--- START ---

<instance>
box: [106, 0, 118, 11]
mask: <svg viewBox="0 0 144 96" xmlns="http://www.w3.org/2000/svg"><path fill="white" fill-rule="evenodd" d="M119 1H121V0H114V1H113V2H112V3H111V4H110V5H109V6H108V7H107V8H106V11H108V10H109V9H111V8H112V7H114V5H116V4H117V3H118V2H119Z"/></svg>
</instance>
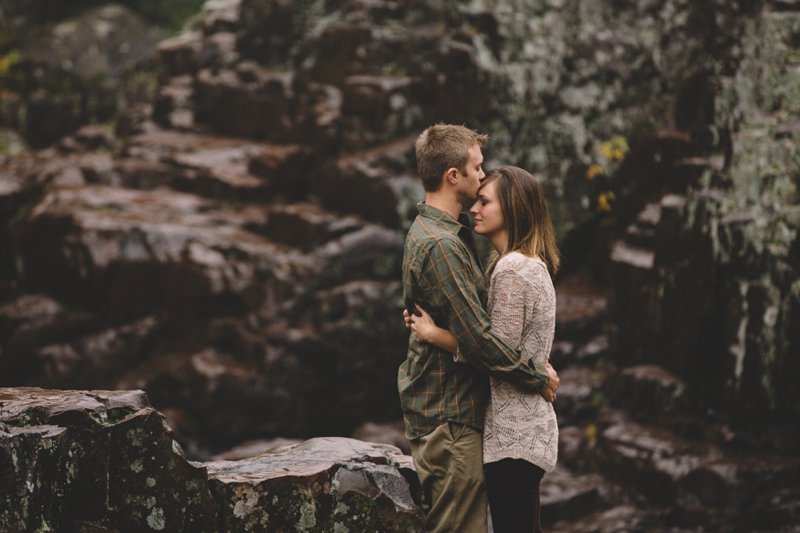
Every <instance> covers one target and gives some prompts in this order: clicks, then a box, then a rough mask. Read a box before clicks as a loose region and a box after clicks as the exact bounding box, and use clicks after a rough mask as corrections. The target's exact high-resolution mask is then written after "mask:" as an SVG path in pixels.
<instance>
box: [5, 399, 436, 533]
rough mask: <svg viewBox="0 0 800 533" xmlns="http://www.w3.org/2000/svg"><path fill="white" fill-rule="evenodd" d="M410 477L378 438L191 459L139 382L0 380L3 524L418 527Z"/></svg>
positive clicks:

--- END ---
--- START ---

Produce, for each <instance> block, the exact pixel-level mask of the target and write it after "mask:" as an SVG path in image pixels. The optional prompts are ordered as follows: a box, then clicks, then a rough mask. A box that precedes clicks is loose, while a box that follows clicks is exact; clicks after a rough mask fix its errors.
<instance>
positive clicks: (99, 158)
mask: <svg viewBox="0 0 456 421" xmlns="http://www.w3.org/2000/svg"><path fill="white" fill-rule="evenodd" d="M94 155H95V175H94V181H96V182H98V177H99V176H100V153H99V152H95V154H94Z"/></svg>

--- END ---
--- START ---

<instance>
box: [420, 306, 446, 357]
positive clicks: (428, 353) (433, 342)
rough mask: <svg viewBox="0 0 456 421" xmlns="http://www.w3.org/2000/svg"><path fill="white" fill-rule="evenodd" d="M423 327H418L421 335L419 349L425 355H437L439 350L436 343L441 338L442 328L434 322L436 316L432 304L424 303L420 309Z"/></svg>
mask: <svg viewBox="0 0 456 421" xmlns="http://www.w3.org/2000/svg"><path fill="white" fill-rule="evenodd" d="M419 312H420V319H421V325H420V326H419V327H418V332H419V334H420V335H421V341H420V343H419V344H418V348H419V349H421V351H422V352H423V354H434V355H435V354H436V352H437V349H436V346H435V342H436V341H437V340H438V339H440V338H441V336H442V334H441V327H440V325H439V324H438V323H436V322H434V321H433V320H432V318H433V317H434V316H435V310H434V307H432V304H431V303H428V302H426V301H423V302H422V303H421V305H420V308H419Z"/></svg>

--- END ---

WHAT IS REQUIRED => If the word "then" appears in a line above, copy that line.

RESPONSE =>
Every <instance> covers one target and gives some prompts in this order: clicks, then a box, then a rough mask. Read a box before clicks as a loose region and a box after clicks as the exact bounding box, and use clicks after a rough mask as corrections. The target's exact high-resolution mask is then written after "mask:" as an SVG path in pixels.
Produce, for each <instance> block, the exact pixel-level mask of the target and write it after "mask:" as an SVG path in image pixels. The optional prompts are ordered as follows: a box, then clicks, then a rough mask. A box that precedes clicks is loose, while a box that follows clicks is exact; clicks after a rough mask fix its errors.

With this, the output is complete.